Texte fourni:
* * * * * * *
Qui sont donc les « antivax » ?

Surfant sur la vague complotiste, les « antivax » profitent bien de la pandémie de Covid-19.

Manifestation "antivax" à Berlin le 1 août 2020. Foto: Léonhard Lenz / Wikimedia Commons / CC0 1.0

(Jean-Marc Claus) – Début novembre 2020, une étude de la Fondation Jean Jaurès soulignant l’hostilité de 41% des Français envers la vaccination contre la Covid-19, expliquait ce chiffre par le classement de la France dans le peloton de tête des pays sceptiques envers la couverture vaccinale. S’appuyant sur cette enquête, « Le Quotidien du Médecin » traçait très schématiquement le profil type de ces « antivax » qui seraient majoritairement des femmes, plutôt jeunes et votant pour des partis populistes.

Cette mouvance « antivax » remonte à la fin du 18e siècle, avec l’invention de la vaccination par Edward Jenner (1749-1823) en 1796. Déjà perçu par certains comme une arme dont les puissants se serviraient contre le peuple, le vaccin est décrié, alors qu’à l’époque, personne ne parlait de « Big Pharma », mais le complotisme « antivax » avait déjà le vent en poupe. La première ligue antivaccinale française, créée en 1879, réunissait principalement des médecins opposés à la vaccination obligatoire.
* * * * * * *
Données sources:
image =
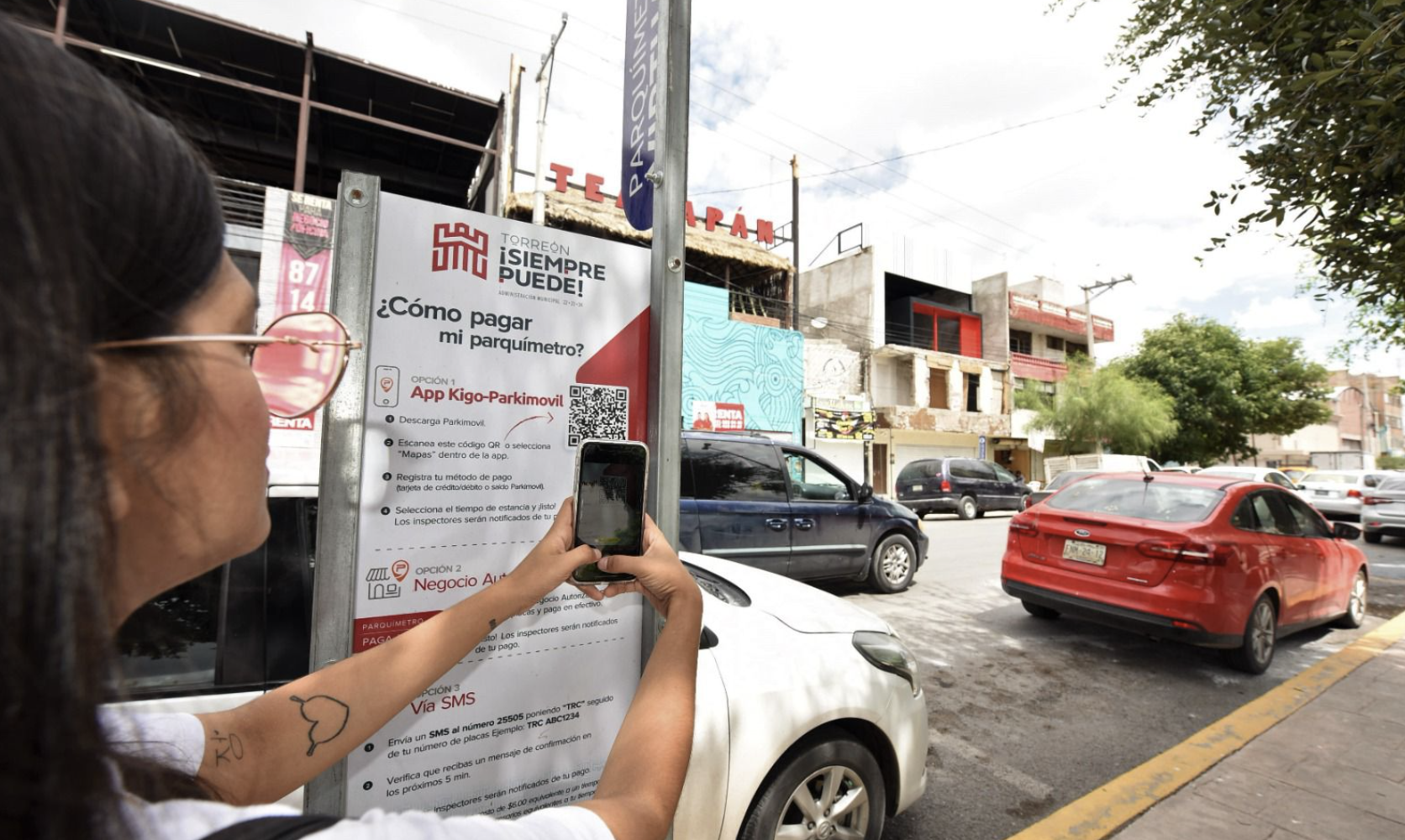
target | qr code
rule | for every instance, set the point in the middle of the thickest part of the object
* * * * * * *
Consigne A: Recopiez sans rien changer le passage de l'article sur les antivax qui commence aux mots « (Jean-Marc Claus) – » et s'arrête après les mots « des partis populistes. ».
Consigne B:
Répondez aux questions suivantes à partir de l'article sur les antivax.
(i) Selon l'étude de la Fondation Jean Jaurès, quel pourcentage des Français est hostile à la vaccination contre la Covid-19 ?
(ii) En quelle année Edward Jenner a-t-il inventé la vaccination ?
(iii) En quelle année la première ligue antivaccinale française a-t-elle été créée ?
Consigne C: Relevez toutes les années distinctes mentionnées dans l'article sur les antivax, dans leur ordre d'apparition.
La liste ci-dessus est un matériau distinct de l'article sur les antivax.

Corrigé détaillé A:
(Jean-Marc Claus) – Début novembre 2020, une étude de la Fondation Jean Jaurès soulignant l’hostilité de 41% des Français envers la vaccination contre la Covid-19, expliquait ce chiffre par le classement de la France dans le peloton de tête des pays sceptiques envers la couverture vaccinale. S’appuyant sur cette enquête, « Le Quotidien du Médecin » traçait très schématiquement le profil type de ces « antivax » qui seraient majoritairement des femmes, plutôt jeunes et votant pour des partis populistes.

Corrigé détaillé B:
(i) 41 %
(ii) 1796
(iii) 1879

Corrigé détaillé C: 2020, 1749, 1823, 1796, 1879